#### [Data supplied]
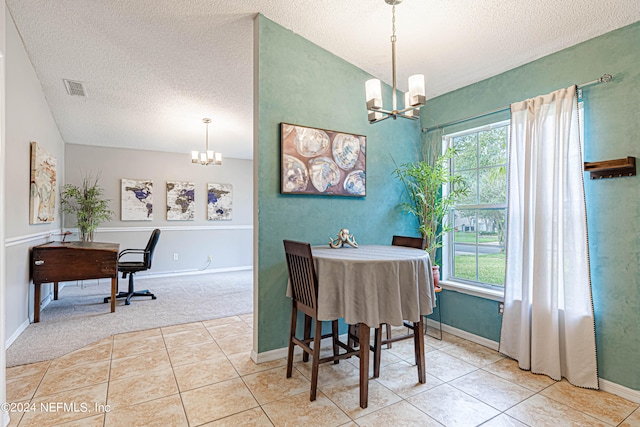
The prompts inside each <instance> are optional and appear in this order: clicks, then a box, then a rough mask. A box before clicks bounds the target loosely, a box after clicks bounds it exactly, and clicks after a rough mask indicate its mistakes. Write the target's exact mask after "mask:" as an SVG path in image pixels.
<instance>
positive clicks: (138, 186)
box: [121, 178, 153, 221]
mask: <svg viewBox="0 0 640 427" xmlns="http://www.w3.org/2000/svg"><path fill="white" fill-rule="evenodd" d="M121 196H122V205H121V208H122V213H121V221H151V220H153V181H151V180H148V179H125V178H123V179H122V194H121Z"/></svg>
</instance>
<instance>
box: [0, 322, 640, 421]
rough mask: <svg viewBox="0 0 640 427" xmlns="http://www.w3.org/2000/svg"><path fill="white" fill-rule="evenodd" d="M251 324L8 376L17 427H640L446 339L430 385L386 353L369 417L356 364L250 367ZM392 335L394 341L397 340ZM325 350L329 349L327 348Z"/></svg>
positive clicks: (511, 365) (13, 419) (459, 341)
mask: <svg viewBox="0 0 640 427" xmlns="http://www.w3.org/2000/svg"><path fill="white" fill-rule="evenodd" d="M251 322H252V315H250V314H248V315H243V316H234V317H228V318H224V319H215V320H210V321H205V322H196V323H190V324H186V325H176V326H171V327H167V328H159V329H153V330H146V331H140V332H132V333H127V334H121V335H115V336H113V337H111V338H107V339H104V340H101V341H98V342H96V343H94V344H91V345H89V346H87V347H85V348H83V349H81V350H78V351H76V352H73V353H70V354H68V355H65V356H63V357H60V358H58V359H55V360H52V361H46V362H40V363H34V364H31V365H24V366H17V367H13V368H9V369H7V397H8V400H9V401H10V402H11V403H12V407H11V409H12V410H13V411H12V412H11V424H10V425H11V426H38V427H44V426H53V425H56V426H57V425H60V426H67V427H69V426H96V427H97V426H103V427H104V426H106V427H113V426H127V427H129V426H161V427H170V426H171V427H173V426H176V427H178V426H234V427H235V426H241V425H242V426H272V425H275V426H285V425H292V426H315V425H318V426H320V425H322V426H440V425H445V426H477V425H483V426H489V427H499V426H524V425H530V426H550V425H553V426H563V425H566V426H574V425H582V426H586V425H588V426H592V425H593V426H615V425H620V426H640V409H639V405H638V404H636V403H633V402H630V401H628V400H625V399H622V398H620V397H618V396H615V395H611V394H608V393H605V392H601V391H593V390H586V389H581V388H578V387H573V386H571V385H570V384H569V383H567V382H566V381H561V382H555V381H553V380H551V379H549V378H547V377H545V376H541V375H533V374H531V373H529V372H525V371H522V370H520V369H519V368H518V366H517V363H516V362H515V361H512V360H510V359H507V358H504V357H502V356H501V355H500V354H498V353H497V352H496V351H493V350H490V349H488V348H486V347H483V346H480V345H478V344H474V343H472V342H469V341H466V340H463V339H461V338H458V337H456V336H453V335H449V334H446V333H445V334H444V340H443V341H437V340H435V339H432V338H430V337H429V338H427V339H426V344H425V349H426V359H427V382H426V384H418V383H417V371H416V367H415V366H414V365H413V360H412V359H413V348H412V346H413V344H412V342H411V341H402V342H397V343H394V344H393V348H391V349H385V350H384V351H383V354H382V368H381V376H380V378H379V379H375V380H371V381H370V383H369V407H368V408H367V409H361V408H360V407H359V406H358V396H359V394H358V377H357V374H358V368H357V366H358V359H357V358H354V359H349V360H346V361H342V362H341V363H340V364H338V365H333V364H324V365H321V367H320V373H319V392H318V397H317V400H316V401H315V402H309V384H310V383H309V378H310V363H302V361H301V357H300V356H296V362H295V365H294V366H295V369H294V373H293V376H292V378H290V379H286V378H285V369H286V361H285V360H284V359H280V360H276V361H273V362H268V363H262V364H260V365H256V364H255V363H253V362H252V361H251V359H250V358H249V353H250V350H251V335H252V334H251ZM401 332H402V329H397V328H396V329H395V330H394V333H401ZM327 348H328V345H327Z"/></svg>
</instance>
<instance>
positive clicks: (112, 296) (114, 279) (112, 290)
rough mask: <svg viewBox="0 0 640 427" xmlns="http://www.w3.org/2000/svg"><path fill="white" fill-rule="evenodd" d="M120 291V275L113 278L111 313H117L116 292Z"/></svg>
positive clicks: (112, 282) (111, 279) (111, 290)
mask: <svg viewBox="0 0 640 427" xmlns="http://www.w3.org/2000/svg"><path fill="white" fill-rule="evenodd" d="M117 291H118V275H117V274H116V276H115V277H112V278H111V312H112V313H115V311H116V292H117Z"/></svg>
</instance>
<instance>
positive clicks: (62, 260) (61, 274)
mask: <svg viewBox="0 0 640 427" xmlns="http://www.w3.org/2000/svg"><path fill="white" fill-rule="evenodd" d="M117 256H118V254H117V253H115V252H111V251H99V250H92V251H85V250H78V249H71V248H69V249H66V248H56V249H45V248H38V247H36V248H34V249H33V252H32V262H31V266H32V275H33V276H32V277H33V281H34V283H49V282H64V281H69V280H83V279H100V278H104V277H114V276H115V275H116V274H117Z"/></svg>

#### [Problem]
How many lines in the rows above contain the string "positive", with case counting? Give only the number.

#### [Exercise answer]
5